__Task material__:
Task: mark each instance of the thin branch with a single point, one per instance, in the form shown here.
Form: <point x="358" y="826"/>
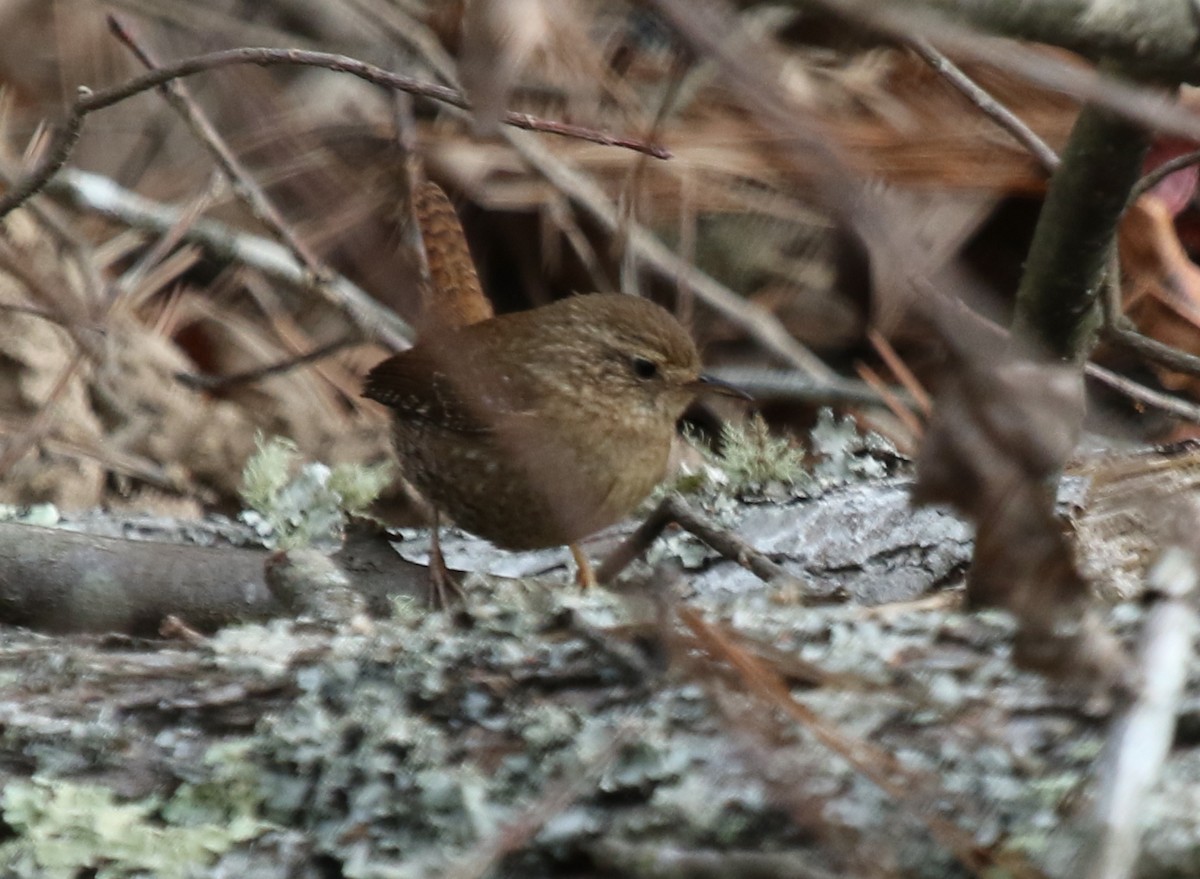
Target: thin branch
<point x="760" y="323"/>
<point x="1141" y="734"/>
<point x="223" y="382"/>
<point x="102" y="196"/>
<point x="88" y="101"/>
<point x="1161" y="173"/>
<point x="798" y="387"/>
<point x="1173" y="405"/>
<point x="993" y="108"/>
<point x="178" y="95"/>
<point x="905" y="19"/>
<point x="1153" y="350"/>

__Assignment__: The answer should consist of all the records, duplicated exactly, with no images included.

__Expected answer__:
Task: mark each instance of the thin branch with a single point, one per instance, in the form shown here.
Form: <point x="358" y="826"/>
Target: thin branch
<point x="760" y="323"/>
<point x="1141" y="734"/>
<point x="223" y="382"/>
<point x="102" y="196"/>
<point x="88" y="101"/>
<point x="1161" y="173"/>
<point x="798" y="387"/>
<point x="1173" y="405"/>
<point x="993" y="108"/>
<point x="178" y="95"/>
<point x="905" y="19"/>
<point x="1153" y="350"/>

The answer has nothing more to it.